→ **Selected text**:
Totò nella luna (1958)

‘Pod Creature, stop that! You are the most moronic creature we have ever created.’

Concerned about humankind’s first baby steps to the stars, aliens are working to sabotage experimental satellite launches from Cape Canaveral. Meanwhile, an aspiring young science fiction writer is found to have a substance in his blood that makes him the perfect astronaut and two FBI agents travel to Rome to recruit him…

Genial, knockabout comedy starring Italian National Institution and ‘Prince of Laughter’ Antonio Vincenzo Stefano Clemente. A man of many names but better known as Totò. This star vehicle finds him hopping aboard the 1950s science-fiction space wagon that began roaring across American cinema screens at the start of the decade.

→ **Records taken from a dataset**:
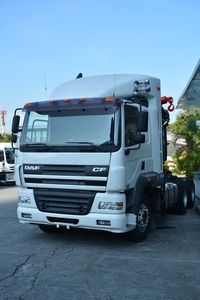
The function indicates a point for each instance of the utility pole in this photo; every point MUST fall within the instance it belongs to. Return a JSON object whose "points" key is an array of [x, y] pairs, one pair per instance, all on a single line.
{"points": [[2, 114]]}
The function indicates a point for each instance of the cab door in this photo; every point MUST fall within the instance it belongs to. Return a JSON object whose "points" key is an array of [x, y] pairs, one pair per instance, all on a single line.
{"points": [[135, 159]]}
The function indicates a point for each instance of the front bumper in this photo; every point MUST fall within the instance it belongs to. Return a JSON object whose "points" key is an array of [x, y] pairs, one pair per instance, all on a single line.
{"points": [[119, 221]]}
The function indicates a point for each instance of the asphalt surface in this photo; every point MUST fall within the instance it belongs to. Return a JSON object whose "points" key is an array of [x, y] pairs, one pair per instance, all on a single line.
{"points": [[82, 264]]}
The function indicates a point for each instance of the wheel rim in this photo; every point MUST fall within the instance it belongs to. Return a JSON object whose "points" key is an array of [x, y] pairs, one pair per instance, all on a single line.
{"points": [[143, 217]]}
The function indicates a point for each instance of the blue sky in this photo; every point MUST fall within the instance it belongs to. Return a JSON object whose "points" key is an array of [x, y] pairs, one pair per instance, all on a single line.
{"points": [[65, 37]]}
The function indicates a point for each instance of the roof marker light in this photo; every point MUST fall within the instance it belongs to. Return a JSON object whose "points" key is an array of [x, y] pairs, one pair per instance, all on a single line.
{"points": [[109, 99], [28, 104]]}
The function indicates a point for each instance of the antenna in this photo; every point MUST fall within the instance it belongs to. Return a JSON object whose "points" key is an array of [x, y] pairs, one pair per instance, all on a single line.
{"points": [[2, 114], [45, 84]]}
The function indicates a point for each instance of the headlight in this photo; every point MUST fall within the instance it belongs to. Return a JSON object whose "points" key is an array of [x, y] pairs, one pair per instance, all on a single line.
{"points": [[24, 199], [110, 205]]}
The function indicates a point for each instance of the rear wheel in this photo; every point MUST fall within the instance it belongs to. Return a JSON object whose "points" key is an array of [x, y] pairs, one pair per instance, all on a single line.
{"points": [[190, 188], [48, 228], [182, 203], [143, 223]]}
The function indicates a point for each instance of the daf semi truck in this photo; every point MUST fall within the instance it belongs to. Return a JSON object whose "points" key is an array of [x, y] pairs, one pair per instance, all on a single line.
{"points": [[6, 163], [93, 157]]}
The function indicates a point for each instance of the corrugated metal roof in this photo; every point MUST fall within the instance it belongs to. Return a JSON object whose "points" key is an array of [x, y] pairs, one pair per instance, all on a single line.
{"points": [[190, 96]]}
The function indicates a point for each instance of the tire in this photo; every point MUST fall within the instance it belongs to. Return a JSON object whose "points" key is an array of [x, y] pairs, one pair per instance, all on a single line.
{"points": [[143, 220], [190, 188], [181, 205], [48, 228]]}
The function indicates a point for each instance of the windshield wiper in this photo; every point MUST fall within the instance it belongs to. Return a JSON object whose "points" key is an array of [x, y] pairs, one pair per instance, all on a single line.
{"points": [[44, 146], [80, 143]]}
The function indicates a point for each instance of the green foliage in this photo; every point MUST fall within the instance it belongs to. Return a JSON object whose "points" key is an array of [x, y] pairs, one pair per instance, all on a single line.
{"points": [[6, 138], [187, 158]]}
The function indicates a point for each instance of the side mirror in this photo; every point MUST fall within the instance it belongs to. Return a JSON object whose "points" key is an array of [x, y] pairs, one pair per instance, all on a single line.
{"points": [[142, 124], [139, 138], [15, 124]]}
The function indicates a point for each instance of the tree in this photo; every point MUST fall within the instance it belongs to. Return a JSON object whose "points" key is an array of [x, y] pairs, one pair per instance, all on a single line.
{"points": [[187, 157]]}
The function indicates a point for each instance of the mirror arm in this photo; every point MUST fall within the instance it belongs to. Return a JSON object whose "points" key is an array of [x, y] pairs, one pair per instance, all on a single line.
{"points": [[130, 148], [17, 109]]}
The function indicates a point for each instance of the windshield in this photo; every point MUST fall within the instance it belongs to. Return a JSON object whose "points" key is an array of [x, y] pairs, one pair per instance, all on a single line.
{"points": [[59, 130], [9, 155]]}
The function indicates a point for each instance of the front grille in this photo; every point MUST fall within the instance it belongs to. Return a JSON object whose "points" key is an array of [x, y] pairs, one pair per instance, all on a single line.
{"points": [[65, 181], [64, 201], [65, 170]]}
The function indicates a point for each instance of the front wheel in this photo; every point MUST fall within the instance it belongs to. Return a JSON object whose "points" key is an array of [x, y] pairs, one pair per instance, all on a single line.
{"points": [[143, 223]]}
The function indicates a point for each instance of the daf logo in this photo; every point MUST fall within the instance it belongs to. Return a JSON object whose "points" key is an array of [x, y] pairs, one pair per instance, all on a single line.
{"points": [[97, 169], [31, 168]]}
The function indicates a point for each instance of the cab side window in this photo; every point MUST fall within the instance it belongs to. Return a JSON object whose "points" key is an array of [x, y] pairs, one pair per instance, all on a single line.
{"points": [[130, 124]]}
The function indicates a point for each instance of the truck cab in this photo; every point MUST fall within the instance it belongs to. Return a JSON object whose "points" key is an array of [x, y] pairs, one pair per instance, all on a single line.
{"points": [[92, 156], [6, 163]]}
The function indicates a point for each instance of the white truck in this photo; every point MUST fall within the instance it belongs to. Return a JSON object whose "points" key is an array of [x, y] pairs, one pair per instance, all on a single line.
{"points": [[92, 157], [6, 163]]}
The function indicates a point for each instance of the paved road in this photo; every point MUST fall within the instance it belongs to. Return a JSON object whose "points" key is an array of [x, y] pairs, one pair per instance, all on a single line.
{"points": [[82, 264]]}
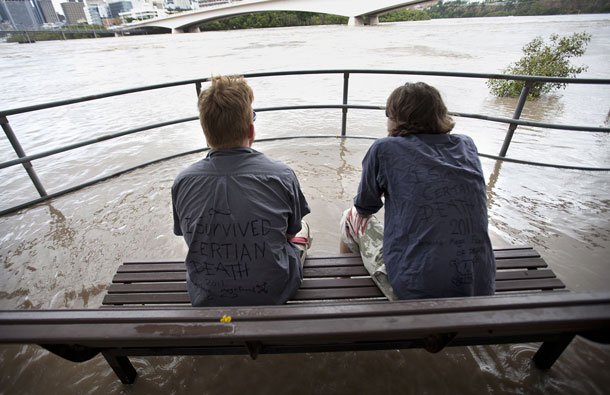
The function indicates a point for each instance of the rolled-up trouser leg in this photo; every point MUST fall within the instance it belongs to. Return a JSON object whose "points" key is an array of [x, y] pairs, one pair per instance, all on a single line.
{"points": [[365, 235]]}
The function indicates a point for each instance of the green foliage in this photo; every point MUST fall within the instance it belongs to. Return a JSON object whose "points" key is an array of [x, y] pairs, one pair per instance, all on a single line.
{"points": [[541, 59], [463, 9], [404, 15], [275, 19]]}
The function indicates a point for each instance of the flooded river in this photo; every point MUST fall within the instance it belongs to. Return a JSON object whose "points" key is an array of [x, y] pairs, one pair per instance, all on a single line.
{"points": [[63, 254]]}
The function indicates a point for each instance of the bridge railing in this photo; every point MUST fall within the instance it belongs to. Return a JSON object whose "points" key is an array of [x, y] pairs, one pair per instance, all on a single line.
{"points": [[26, 160]]}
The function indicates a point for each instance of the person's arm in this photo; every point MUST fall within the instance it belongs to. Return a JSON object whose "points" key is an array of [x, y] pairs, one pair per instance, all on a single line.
{"points": [[368, 199], [300, 208]]}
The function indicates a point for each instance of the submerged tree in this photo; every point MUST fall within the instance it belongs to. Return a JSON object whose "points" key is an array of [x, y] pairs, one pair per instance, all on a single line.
{"points": [[541, 59]]}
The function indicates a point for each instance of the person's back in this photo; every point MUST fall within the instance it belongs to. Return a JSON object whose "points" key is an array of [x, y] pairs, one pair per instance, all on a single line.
{"points": [[236, 209], [435, 240]]}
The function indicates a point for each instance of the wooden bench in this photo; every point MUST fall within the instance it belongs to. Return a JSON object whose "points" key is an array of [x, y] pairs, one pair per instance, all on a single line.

→ **Required action 1**: In the review of Totò nella luna, to which city do the two FBI agents travel to recruit the young science fiction writer?
→ **Required action 2**: Pick up the review of Totò nella luna after its final sentence and continue writing it.

→ **Written answer 1**: Rome

→ **Written answer 2**:
Irascible magazine editor Pasquale Belafronte (Totò) has had his fill of the space craze. Not only do rockets disturb his sleep, he’s also bothered at work where dogsbody Achille Paoloni (Ugo Tognazzi) can’t stop talking about comic strips and his new science fiction novel. Worse still, this loser is the frontrunner for the hand of his beautiful daughter, Lidia (Sylva Koscina). Meanwhile, extra-terrestrials are regarding the Earth with worried eyes and are drawing their plans against us.

The aliens’ beef is the American space programme, which has already progressed as far as sending a chimp into orbit. So they send down Interplanetary Alpha 1 Annelid (played by a pair of disembodied, cartoon eyes) from the Anti-terrestrial Space Control Station to put the brakes on the boffins. Annelid accomplishes this by generating some wibbly-wobbly smoke rings that stream through the atmosphere. These send the US rockets hopelessly off course, and they have to be destroyed, leaving the scientists baffled.

It seems that the extra-terrestrials have the upper hand, but they’ve reckoned without Tognazzi. A casual medical examination reveals that he has Glumonium in his blood, apparently from being brought up with apes by his zookeeper father. For some reason, this makes him the only man who can go into space, and FBI agents contact him in Rome to offer him the job. Unfortunately, there’s a language barrier, and Tognazzi thinks they are offering to publish his novel.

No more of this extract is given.